[WRITTEN INSTRUCTION] Starting at the line that contains "My supervisor asked me to locate the branch" and running through the end of the records below, format each line as one string in a JSON list, omitting blank lines.

[MATERIAL SHOWN]
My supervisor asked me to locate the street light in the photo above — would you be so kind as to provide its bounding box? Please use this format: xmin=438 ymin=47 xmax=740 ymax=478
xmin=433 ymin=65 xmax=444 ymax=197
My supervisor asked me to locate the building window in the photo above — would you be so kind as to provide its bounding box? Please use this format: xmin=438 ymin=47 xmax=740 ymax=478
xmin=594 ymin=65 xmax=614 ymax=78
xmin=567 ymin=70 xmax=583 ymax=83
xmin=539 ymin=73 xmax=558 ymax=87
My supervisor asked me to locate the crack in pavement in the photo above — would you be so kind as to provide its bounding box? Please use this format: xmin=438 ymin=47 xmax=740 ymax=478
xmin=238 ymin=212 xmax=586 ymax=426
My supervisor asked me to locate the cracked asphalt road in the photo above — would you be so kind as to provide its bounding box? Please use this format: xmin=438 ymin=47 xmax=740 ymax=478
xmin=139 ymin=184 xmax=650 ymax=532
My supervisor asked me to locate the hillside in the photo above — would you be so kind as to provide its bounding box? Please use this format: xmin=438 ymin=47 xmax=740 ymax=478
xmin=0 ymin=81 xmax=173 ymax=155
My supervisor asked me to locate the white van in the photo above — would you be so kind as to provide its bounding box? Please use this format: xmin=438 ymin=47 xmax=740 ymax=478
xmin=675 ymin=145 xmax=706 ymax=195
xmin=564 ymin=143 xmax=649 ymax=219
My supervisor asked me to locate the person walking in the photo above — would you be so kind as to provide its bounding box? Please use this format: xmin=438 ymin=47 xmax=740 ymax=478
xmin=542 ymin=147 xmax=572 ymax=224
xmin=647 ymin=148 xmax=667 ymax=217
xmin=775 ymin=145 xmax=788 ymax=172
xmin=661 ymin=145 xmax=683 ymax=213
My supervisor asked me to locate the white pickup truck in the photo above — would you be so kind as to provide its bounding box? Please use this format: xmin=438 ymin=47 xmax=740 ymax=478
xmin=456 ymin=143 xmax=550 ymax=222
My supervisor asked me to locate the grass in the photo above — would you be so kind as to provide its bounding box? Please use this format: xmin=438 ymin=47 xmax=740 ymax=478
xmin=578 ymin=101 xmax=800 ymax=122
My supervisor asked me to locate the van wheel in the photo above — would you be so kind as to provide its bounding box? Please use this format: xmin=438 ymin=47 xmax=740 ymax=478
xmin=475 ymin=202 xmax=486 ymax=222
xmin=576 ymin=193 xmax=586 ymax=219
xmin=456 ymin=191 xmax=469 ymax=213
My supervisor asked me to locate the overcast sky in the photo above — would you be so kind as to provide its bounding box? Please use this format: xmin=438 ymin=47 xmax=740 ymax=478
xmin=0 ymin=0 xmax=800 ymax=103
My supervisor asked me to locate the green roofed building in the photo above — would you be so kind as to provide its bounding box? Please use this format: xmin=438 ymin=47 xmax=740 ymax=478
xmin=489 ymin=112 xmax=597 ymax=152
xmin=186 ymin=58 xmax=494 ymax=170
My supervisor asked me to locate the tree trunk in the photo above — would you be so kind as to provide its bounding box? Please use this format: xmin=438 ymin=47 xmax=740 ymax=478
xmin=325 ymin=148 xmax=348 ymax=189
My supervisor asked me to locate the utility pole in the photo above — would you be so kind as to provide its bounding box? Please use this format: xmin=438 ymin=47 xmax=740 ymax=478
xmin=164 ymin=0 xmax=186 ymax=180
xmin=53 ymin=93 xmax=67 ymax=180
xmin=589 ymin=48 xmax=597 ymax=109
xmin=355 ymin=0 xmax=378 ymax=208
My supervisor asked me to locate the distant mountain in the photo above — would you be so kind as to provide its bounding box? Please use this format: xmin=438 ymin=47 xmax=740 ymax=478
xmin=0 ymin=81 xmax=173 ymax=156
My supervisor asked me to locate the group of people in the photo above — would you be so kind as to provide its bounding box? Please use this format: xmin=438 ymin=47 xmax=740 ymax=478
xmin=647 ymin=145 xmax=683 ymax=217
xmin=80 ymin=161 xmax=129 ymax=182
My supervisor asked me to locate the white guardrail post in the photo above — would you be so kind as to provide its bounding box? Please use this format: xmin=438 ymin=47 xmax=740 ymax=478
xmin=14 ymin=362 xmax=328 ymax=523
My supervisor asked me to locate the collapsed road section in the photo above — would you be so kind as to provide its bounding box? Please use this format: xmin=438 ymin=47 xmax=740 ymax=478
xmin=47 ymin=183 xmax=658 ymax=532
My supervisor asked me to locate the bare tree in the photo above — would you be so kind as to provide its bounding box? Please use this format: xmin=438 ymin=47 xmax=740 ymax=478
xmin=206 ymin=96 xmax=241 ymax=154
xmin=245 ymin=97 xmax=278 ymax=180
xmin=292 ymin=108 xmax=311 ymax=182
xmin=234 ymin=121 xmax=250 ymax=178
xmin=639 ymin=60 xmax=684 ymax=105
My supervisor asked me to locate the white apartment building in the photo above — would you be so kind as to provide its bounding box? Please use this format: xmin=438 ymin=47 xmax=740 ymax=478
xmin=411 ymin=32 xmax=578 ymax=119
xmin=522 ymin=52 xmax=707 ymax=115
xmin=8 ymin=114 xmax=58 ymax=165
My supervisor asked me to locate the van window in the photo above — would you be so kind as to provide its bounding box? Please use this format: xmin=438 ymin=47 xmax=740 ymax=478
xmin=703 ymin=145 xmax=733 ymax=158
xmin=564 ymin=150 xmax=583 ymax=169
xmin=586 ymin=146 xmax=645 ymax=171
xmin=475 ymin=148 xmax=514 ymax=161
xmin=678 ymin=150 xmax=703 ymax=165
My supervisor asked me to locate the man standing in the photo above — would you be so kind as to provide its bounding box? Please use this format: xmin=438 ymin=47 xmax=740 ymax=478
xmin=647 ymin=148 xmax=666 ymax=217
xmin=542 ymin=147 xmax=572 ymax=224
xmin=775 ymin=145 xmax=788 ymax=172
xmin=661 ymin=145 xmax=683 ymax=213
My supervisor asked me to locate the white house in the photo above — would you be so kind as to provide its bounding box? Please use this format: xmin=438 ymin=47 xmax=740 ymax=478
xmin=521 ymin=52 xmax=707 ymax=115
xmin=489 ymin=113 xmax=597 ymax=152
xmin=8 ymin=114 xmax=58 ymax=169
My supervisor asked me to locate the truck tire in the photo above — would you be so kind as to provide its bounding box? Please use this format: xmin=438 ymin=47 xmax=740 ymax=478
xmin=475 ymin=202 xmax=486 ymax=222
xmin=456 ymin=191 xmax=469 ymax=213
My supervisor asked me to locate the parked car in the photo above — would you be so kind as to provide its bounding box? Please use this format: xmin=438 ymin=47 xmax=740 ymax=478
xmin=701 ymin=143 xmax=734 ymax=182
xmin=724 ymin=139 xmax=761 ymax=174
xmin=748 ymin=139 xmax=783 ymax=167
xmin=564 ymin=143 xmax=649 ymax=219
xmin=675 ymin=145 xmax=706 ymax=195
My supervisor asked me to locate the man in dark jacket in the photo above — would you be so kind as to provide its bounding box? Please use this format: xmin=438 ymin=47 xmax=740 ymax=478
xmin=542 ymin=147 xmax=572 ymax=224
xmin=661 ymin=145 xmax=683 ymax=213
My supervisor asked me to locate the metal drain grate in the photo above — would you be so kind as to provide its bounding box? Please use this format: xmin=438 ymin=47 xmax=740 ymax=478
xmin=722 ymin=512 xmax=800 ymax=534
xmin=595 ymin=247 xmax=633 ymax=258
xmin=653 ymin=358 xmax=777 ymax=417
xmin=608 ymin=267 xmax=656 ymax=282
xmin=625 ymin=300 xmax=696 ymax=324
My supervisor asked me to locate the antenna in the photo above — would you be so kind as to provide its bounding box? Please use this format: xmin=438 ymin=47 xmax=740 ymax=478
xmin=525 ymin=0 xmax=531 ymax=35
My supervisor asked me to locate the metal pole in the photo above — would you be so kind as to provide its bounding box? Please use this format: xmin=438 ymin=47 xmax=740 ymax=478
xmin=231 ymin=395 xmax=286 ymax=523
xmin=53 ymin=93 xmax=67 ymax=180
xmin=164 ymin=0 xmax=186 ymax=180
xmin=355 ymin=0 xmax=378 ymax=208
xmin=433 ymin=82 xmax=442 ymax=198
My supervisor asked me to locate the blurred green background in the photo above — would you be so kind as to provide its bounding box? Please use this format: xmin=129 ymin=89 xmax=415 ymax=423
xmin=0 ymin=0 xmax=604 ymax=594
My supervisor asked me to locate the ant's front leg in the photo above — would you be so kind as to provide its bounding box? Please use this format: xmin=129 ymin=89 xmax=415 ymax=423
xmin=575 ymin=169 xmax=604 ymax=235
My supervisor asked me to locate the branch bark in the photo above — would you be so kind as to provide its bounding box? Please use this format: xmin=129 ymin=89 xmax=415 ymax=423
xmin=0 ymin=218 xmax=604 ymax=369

[SOLUTION BELOW]
[
  "My supervisor asked me to locate the branch bark in the photo above — would you be so kind as to provide its bounding box? Please use this format: xmin=129 ymin=89 xmax=415 ymax=423",
  "xmin=0 ymin=218 xmax=604 ymax=369"
]